/---

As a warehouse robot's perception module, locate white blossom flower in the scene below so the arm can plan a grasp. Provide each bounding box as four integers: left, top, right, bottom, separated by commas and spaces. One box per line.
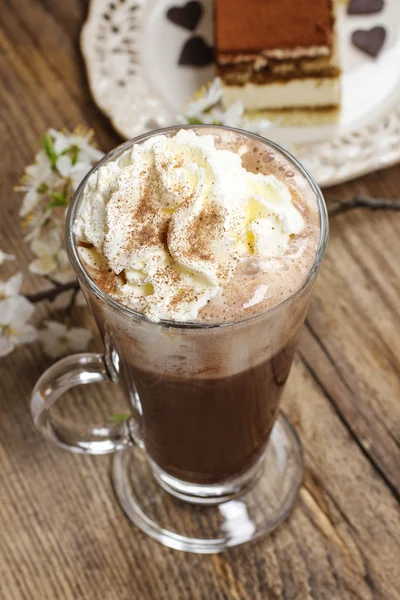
0, 128, 106, 361
184, 77, 223, 119
23, 209, 54, 243
0, 249, 15, 265
241, 117, 274, 137
220, 101, 245, 126
0, 296, 38, 357
39, 321, 93, 358
49, 128, 104, 165
0, 273, 23, 300
50, 287, 85, 310
50, 289, 75, 311
29, 230, 74, 284
18, 151, 56, 217
18, 129, 103, 224
56, 155, 95, 190
183, 77, 274, 136
205, 101, 245, 128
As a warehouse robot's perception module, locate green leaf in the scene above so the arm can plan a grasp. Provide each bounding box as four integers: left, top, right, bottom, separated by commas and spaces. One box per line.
187, 117, 203, 125
41, 132, 58, 170
44, 191, 68, 210
44, 202, 60, 210
109, 413, 130, 424
49, 191, 67, 203
61, 144, 80, 166
36, 182, 49, 194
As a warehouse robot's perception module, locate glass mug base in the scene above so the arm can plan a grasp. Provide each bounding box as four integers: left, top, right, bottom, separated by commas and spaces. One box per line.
150, 452, 266, 506
112, 413, 303, 554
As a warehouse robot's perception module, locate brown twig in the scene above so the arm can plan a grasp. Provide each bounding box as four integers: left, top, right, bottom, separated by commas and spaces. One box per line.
327, 195, 400, 217
63, 285, 80, 326
45, 276, 63, 288
65, 285, 79, 314
26, 281, 79, 304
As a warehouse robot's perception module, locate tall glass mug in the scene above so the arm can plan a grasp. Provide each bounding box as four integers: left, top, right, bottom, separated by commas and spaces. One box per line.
31, 126, 328, 553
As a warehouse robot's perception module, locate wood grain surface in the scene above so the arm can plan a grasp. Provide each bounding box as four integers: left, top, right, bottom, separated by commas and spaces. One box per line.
0, 1, 399, 598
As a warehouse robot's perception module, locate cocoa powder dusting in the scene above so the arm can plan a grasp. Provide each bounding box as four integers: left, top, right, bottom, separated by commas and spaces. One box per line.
94, 271, 118, 295
184, 204, 225, 263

\---

§ **What you have to do**: Retype the lines from the one containing "As a warehouse robot's perception module, locate green" through the last line of the records. Leave out everything else.

§ **Exercise output**:
As a warehouse robot's perception module, locate green leaf in the scene above so the arm can plan a grasp. Provide each bounding box as four integers: left, top, right, bottom, separated by commas and spaces. One box per line.
187, 117, 203, 125
41, 132, 58, 170
44, 191, 68, 210
44, 202, 60, 210
109, 413, 130, 424
49, 191, 67, 203
61, 144, 80, 166
36, 182, 49, 194
As a warehouse robot's perception module, locate glass mug base in the scene above so the arm can plan a grasp. Provide each bounding box as four integers: left, top, right, bottom, separated by commas and spaces. One box per line.
150, 452, 266, 506
112, 413, 303, 554
As a warehouse robot's perception module, locate brown twig in the scene above so the arm can plan a grasp. Provide each bounding box as four integers: left, top, right, bottom, separated by commas and spaces. One box per line.
327, 195, 400, 217
63, 285, 80, 326
45, 276, 63, 288
65, 285, 79, 314
26, 281, 79, 304
As a warehouse robot's perception module, locate tall glass mug in the scene above so the arm can plan a grasp. Provide each bounding box as four integers: left, top, right, bottom, separated by commas and spaces. One box per line.
31, 126, 328, 553
As a warehouse robot's perception module, locate wood grain surface in the scene above so the arm can plan a grasp. Provide each bounding box as four integers: left, top, right, bottom, separated by commas and spaces. One box per line.
0, 1, 399, 598
As a warehouse robot's perception module, locate cocoa powder dusting in the scene above so the arm can plan a grasp. Provide each bounding box as four integers: left, top, right, bottom, separated by commas and spaces. One box per line.
94, 271, 118, 295
184, 204, 225, 263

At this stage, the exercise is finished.